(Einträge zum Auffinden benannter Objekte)
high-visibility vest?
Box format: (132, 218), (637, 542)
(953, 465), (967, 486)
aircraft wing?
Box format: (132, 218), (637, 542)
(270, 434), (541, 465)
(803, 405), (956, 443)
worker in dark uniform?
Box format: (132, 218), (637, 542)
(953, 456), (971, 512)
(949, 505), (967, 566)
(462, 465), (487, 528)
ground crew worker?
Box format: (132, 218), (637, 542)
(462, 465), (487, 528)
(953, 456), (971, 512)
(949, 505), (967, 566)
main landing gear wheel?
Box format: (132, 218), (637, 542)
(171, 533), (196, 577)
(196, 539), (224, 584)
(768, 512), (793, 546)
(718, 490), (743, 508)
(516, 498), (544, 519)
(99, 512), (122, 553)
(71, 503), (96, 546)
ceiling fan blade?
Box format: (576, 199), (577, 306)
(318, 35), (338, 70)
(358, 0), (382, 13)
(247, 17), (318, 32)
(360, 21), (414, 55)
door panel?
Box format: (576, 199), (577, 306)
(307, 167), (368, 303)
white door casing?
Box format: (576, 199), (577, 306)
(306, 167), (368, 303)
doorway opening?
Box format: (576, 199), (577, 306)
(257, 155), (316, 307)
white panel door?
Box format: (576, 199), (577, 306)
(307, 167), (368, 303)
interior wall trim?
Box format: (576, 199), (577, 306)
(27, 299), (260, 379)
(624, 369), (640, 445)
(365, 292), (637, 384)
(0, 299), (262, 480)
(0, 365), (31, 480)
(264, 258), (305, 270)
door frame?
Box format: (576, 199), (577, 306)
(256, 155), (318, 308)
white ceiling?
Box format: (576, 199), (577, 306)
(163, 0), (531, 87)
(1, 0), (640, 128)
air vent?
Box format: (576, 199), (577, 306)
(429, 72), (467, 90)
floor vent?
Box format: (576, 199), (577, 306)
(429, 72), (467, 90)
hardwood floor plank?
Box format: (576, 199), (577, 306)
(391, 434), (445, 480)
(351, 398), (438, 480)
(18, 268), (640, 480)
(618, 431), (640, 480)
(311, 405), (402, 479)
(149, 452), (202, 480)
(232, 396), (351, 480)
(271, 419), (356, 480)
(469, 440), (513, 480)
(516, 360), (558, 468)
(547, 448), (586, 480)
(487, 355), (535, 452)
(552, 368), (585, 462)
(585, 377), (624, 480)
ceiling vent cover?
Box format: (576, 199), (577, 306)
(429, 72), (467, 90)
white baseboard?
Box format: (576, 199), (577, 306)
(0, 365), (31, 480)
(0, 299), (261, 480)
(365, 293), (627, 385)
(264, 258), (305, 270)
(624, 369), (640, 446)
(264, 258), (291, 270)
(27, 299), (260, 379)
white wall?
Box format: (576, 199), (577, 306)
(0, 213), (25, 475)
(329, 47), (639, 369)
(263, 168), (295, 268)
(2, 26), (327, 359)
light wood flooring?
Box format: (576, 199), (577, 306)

■ **Ihre Aufgabe**: Übertragen Sie den Abschnitt von der Zeile mit „main landing gear wheel?“ bis einschließlich der Zeile mit „(71, 503), (96, 546)“ in eine Markdown-Tabelle mit den Spalten „Nr.“ für die laufende Zeilennummer und „Zeile“ für den Zeileninhalt. Leerzeilen werden dabei ausgelassen.

■ **Ergebnis der Aufgabe**:
| Nr. | Zeile |
|---|---|
| 1 | main landing gear wheel? |
| 2 | Box format: (132, 218), (637, 542) |
| 3 | (171, 533), (196, 577) |
| 4 | (196, 539), (224, 584) |
| 5 | (768, 512), (793, 546) |
| 6 | (718, 490), (743, 508) |
| 7 | (516, 498), (544, 519) |
| 8 | (99, 512), (122, 553) |
| 9 | (71, 503), (96, 546) |